Problem statement: Please say how many lines in the records below contain the word "white". Give the number and nothing more.

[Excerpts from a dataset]

····················

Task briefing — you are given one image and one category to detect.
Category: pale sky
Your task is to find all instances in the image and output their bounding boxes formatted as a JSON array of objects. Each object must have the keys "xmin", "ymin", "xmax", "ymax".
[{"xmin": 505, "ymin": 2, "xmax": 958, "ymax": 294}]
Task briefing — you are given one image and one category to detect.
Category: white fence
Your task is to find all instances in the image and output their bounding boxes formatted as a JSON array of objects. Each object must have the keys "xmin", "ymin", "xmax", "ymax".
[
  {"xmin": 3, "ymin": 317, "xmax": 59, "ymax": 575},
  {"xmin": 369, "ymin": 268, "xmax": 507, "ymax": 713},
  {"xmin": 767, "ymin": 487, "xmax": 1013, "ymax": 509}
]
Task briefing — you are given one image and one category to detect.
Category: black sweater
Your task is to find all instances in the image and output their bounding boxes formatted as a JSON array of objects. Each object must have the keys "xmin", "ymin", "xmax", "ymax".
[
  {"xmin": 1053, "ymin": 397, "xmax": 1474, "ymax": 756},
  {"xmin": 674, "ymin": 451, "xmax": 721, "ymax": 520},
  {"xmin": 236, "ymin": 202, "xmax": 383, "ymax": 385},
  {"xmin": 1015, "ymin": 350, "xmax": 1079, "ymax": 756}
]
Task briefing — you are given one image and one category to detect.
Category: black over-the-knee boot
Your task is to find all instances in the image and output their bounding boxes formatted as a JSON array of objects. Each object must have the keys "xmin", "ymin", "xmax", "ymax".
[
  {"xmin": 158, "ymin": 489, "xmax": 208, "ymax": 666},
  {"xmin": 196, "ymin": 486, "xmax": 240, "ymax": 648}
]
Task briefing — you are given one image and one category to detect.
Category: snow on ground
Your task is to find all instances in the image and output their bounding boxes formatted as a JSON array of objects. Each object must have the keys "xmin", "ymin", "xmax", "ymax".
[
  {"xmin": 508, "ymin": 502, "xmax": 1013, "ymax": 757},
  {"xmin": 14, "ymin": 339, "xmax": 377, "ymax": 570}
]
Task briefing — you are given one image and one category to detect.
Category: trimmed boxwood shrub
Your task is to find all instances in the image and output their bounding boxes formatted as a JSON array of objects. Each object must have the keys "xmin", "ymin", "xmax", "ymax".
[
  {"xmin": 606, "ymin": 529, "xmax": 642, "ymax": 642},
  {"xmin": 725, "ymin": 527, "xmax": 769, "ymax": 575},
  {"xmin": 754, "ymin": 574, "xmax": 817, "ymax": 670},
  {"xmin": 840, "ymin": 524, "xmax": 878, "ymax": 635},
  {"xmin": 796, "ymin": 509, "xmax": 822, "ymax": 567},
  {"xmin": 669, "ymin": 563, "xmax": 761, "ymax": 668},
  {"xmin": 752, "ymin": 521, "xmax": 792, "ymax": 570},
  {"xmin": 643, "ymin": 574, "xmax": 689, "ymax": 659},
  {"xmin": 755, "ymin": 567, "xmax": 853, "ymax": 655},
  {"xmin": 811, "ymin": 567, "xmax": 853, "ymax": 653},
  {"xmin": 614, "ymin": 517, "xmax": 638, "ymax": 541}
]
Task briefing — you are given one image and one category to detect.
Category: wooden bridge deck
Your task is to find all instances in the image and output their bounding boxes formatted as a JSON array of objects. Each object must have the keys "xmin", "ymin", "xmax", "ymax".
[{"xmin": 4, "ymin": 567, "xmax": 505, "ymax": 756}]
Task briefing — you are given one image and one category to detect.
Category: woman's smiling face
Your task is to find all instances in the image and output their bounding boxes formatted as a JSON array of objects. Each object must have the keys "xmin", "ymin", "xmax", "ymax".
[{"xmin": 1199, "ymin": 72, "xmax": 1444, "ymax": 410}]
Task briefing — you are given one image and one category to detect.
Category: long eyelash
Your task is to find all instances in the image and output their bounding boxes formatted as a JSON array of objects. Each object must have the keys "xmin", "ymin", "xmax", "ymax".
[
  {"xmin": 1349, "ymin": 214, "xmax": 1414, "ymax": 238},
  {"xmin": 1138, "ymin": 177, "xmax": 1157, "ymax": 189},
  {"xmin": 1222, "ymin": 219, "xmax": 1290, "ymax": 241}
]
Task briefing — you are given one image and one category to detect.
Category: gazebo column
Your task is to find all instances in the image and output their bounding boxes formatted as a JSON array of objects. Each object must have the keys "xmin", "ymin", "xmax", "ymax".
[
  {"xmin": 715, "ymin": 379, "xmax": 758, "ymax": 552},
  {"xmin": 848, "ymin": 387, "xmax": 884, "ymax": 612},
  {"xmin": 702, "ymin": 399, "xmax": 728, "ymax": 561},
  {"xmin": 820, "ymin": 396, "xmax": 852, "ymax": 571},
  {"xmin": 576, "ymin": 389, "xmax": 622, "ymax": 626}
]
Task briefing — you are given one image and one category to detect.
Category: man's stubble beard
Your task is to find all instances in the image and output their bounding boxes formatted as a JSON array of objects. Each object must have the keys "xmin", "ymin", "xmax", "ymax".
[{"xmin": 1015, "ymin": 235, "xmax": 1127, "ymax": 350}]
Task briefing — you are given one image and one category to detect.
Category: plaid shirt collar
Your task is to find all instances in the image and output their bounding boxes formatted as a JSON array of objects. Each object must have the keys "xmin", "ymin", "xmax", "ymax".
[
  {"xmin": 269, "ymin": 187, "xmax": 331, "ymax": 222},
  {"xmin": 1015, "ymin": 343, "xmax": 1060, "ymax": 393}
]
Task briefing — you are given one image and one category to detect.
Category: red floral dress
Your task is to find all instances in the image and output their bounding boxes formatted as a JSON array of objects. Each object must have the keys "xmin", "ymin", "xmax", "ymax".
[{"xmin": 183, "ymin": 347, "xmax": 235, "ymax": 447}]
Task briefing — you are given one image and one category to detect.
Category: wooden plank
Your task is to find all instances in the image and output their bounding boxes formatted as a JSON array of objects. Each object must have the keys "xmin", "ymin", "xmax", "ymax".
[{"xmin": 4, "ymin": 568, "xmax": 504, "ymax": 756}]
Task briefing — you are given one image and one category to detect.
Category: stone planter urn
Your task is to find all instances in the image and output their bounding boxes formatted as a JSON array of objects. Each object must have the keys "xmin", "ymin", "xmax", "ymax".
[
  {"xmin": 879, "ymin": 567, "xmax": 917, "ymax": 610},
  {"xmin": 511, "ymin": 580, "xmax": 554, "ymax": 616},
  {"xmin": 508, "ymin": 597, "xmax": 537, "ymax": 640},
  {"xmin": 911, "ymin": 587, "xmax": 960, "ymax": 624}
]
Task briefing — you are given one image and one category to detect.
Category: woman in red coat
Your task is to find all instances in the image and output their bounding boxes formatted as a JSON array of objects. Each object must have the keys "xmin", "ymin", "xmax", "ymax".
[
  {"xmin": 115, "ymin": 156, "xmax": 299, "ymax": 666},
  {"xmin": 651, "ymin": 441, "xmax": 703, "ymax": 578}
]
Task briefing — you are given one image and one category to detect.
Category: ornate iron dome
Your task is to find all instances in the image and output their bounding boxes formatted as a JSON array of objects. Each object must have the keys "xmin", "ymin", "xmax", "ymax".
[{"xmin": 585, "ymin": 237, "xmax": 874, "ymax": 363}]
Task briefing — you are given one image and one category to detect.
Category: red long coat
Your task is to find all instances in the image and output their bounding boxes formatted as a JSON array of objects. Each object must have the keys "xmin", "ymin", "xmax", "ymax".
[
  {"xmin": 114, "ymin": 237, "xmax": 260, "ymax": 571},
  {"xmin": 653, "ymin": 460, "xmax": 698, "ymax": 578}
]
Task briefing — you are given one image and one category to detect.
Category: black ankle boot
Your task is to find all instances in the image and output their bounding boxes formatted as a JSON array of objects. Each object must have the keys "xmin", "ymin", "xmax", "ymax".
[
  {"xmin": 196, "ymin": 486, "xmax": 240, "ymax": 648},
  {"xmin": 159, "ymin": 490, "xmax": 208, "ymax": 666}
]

····················

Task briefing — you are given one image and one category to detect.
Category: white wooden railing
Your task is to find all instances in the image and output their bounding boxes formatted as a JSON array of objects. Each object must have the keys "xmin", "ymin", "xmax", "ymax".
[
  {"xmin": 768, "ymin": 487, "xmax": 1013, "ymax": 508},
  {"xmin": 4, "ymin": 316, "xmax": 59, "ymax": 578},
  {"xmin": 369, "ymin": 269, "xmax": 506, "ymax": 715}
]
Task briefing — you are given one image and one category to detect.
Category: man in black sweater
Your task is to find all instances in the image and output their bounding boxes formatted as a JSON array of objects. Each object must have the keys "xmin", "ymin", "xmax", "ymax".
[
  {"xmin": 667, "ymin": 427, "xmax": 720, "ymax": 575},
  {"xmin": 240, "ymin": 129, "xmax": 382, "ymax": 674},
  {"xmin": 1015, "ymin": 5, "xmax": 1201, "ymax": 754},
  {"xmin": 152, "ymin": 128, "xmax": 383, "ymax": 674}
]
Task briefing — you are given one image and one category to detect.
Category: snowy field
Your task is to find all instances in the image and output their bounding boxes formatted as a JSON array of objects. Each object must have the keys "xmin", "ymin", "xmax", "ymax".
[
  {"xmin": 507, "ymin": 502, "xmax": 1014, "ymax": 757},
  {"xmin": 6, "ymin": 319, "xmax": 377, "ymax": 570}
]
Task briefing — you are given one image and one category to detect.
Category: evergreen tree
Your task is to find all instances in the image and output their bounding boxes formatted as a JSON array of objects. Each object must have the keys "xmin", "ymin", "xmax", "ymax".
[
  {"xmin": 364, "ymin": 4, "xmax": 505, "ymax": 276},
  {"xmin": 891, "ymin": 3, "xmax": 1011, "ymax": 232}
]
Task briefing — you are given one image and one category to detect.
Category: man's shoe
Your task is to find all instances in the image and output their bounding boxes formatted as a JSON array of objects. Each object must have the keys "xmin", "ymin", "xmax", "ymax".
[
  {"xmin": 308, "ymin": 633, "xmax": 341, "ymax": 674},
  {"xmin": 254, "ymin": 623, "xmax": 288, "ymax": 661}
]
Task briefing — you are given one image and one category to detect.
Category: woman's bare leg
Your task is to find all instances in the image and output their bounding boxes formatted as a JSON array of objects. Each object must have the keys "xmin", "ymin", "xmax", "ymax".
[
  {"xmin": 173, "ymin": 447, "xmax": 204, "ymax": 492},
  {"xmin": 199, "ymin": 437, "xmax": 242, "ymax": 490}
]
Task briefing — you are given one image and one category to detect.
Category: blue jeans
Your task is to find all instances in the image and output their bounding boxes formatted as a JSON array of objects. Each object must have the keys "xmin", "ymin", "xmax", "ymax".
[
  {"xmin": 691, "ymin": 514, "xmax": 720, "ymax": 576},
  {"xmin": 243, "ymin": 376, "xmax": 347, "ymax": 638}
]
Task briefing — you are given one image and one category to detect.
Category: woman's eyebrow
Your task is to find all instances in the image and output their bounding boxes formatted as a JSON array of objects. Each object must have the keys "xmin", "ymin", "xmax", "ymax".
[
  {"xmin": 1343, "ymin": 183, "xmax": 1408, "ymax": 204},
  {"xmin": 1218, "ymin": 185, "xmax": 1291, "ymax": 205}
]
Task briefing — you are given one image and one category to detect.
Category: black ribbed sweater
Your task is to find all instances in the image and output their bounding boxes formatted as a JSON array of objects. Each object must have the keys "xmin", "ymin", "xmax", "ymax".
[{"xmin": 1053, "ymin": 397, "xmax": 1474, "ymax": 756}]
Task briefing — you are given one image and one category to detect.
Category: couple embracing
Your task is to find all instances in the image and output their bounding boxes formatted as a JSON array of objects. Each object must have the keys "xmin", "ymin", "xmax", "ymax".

····················

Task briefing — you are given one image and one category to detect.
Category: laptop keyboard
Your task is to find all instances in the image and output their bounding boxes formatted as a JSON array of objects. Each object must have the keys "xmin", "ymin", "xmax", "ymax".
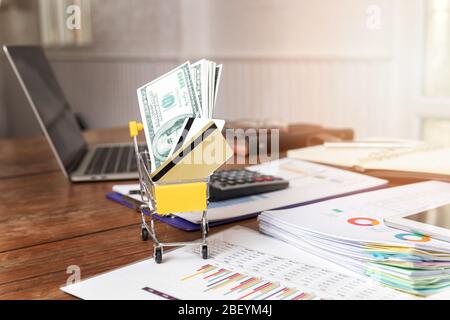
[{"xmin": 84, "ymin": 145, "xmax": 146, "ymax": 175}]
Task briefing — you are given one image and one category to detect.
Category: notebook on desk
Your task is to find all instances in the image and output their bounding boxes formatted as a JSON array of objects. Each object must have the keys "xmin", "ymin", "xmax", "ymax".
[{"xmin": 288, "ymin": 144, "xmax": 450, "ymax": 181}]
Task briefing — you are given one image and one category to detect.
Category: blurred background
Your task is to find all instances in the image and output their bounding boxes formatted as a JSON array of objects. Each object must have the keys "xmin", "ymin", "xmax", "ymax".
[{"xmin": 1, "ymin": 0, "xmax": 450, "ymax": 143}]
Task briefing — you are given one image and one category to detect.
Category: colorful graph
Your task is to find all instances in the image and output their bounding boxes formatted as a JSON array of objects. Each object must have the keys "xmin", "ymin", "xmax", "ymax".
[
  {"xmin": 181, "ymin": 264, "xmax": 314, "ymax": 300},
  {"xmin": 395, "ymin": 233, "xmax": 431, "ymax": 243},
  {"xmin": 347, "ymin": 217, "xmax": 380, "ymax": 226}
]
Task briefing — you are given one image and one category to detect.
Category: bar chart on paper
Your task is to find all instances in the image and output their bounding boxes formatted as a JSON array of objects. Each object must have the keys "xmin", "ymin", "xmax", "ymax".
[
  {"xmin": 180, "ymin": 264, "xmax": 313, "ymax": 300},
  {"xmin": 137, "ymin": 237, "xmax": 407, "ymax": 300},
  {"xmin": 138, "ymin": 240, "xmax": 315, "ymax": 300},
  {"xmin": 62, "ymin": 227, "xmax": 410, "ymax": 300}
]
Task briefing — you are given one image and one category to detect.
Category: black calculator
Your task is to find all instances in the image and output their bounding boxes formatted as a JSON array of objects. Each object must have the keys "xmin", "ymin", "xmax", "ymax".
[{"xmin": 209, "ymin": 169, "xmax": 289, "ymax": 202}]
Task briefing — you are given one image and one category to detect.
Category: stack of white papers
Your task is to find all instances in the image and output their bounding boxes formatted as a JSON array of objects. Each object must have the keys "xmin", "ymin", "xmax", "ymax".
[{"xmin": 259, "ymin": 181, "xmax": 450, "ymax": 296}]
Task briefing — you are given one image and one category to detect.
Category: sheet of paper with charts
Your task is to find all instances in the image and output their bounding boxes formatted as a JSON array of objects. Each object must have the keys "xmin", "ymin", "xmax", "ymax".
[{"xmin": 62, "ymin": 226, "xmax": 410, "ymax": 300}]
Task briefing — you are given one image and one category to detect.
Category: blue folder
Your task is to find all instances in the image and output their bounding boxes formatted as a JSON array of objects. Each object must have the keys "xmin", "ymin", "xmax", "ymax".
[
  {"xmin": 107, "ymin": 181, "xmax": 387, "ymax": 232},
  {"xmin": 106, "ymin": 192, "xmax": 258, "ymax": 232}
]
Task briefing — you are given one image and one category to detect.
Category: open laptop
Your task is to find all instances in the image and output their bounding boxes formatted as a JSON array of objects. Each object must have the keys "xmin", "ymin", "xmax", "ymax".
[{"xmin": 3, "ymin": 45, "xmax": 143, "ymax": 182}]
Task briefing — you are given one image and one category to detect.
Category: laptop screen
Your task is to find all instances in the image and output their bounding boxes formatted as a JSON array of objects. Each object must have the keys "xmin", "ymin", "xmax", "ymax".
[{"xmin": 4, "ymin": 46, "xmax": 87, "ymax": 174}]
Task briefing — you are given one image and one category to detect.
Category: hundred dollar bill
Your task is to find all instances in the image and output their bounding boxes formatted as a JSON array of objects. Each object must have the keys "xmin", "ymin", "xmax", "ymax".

····················

Task answer: 3